**Aim:** Report each line of the records below that contains the word "black", copying every such line in full. Treat the match as case-sensitive.

**Data rows:**

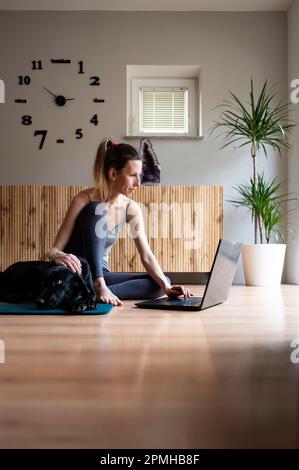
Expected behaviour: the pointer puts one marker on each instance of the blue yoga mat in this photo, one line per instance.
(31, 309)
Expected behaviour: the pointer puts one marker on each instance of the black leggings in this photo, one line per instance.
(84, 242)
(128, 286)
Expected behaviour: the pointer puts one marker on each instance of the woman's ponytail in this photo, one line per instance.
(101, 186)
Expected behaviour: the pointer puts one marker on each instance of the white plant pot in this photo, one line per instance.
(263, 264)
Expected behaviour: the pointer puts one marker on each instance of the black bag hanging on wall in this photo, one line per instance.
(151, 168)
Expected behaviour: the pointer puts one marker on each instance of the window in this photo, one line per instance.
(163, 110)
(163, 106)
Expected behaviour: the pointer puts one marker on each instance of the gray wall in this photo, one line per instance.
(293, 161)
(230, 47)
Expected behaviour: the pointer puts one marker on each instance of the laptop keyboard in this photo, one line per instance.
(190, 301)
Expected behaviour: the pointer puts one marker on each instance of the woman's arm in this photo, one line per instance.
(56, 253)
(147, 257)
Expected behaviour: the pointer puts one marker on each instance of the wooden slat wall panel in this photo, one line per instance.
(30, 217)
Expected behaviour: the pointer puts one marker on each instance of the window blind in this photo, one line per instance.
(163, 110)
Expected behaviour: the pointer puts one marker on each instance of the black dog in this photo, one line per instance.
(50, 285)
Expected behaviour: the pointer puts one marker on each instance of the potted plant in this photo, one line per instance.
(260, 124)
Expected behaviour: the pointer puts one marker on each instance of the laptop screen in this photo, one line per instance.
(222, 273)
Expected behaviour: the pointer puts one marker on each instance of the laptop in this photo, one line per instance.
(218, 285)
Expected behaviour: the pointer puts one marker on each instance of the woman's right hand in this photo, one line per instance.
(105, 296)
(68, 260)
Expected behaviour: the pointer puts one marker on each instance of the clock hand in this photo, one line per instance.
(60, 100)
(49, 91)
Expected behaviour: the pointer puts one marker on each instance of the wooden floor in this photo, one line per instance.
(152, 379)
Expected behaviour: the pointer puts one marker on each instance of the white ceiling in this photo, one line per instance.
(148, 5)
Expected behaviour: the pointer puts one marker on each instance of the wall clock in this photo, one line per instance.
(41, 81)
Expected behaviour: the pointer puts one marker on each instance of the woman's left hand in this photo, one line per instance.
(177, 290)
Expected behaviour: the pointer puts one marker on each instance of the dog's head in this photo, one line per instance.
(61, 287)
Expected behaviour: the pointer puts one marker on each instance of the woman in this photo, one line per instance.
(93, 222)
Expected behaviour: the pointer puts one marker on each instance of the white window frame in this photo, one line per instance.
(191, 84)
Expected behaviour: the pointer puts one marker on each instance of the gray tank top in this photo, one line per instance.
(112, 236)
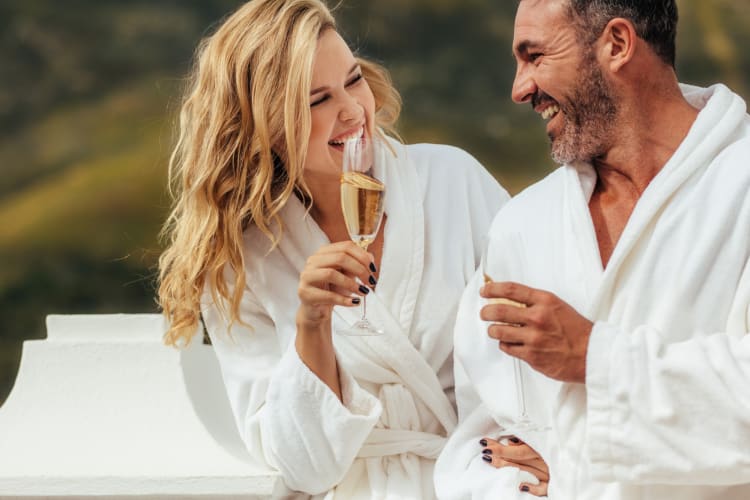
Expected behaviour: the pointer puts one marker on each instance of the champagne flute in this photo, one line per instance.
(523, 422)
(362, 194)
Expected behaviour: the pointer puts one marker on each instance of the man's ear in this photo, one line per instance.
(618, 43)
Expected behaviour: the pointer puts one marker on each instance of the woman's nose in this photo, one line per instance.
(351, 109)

--

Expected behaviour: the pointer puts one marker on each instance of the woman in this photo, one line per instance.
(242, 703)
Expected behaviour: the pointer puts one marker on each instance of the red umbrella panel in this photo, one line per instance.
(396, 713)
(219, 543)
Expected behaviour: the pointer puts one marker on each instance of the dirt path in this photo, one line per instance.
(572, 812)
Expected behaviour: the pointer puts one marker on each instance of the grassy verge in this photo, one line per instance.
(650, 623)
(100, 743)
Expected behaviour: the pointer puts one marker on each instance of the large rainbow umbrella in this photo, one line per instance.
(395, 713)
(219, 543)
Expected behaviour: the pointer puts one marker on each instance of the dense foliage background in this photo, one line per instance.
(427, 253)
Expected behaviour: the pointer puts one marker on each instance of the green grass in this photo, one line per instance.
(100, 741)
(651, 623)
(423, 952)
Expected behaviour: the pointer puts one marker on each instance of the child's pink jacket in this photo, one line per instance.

**Solved problem:**
Expected behaviour: the pointer puts one marker on each instance of the black leggings in this photo, one line per instance.
Expected behaviour: the pointer puts one marker on each instance of the black bag hanging on wall in this photo, one line per instance.
Expected behaviour: the pointer puts one marker on each instance of the black dog in this photo, one line per instance.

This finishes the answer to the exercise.